[Text provided — start]
In 1997, the college principal, Mike Syms, put together the concept of an Information and Communication Technology learning centre.

In July 2006, the college had reached its fund raising target of £3.2 million and a further £370,000 for equipment and technology. In May 2004, the official ceremony took place; performed by HRH Prince Edward, Earl of Wessex. Just as his mother, the Queen, had laid the foundation stone for the college in 1949, Prince Edward carried out the unveiling of the foundation stone for the new centre almost 60 years later. The buildings architects were Patel Taylor of London. The main construction contract was given to a local company called Clegg Construction of Lace Market in Nottingham. Work commenced in May 2005, and the finished building was handed over in June 2006. The new building has ten teaching spaces. These teaching spaces include the IT Essentials Suite, Computer Aided Design Suite, CISCO and Microsoft Academies, Job Club and Transition Suite, Skills for Life/Learning Resource Suite, Alternative and Augmentative Communication (AAC) Suite, Learning and Skills Information Learning Technology Suite and a Research and Development Centre. There are also various meeting rooms and a new main reception. There are desks with computers, interactive whiteboards and ceiling-mounted projectors in some of the rooms.
[Text provided — finish]
[The data — start]
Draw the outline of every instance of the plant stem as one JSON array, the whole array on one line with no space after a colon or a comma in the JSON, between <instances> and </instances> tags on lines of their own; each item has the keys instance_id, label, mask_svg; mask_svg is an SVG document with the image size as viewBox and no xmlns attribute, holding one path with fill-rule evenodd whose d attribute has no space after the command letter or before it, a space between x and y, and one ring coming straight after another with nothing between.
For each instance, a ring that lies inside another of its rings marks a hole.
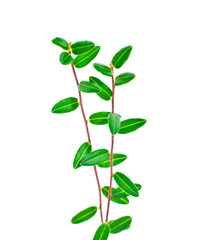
[The data — finish]
Aim of the task:
Write the next part of the passage about the college's Information and Communication Technology learning centre. The data that accompany this passage come from a separate, unrelated source.

Response below:
== Awards ==
The college won an award for 'Best Local Academy' for the year 2000 in the UK, Europe, Africa and the Middle East. For its work in its Cisco Academy. The Karten Trust provides funds for the college's CTEC centre. In 2003, the college became a Microsoft Office Specialist Authorized Testing Centre, with the Microsoft Academy giving students opportunities for qualifications in the full range of Microsoft Programmes. The number of students at Portland has stabilised in recent years to a level of between 250 and 300 students. With around 30 of these being day students from the surrounding area. The employment students attend the course on a steady roll-on-roll-off basis rather than an academic year.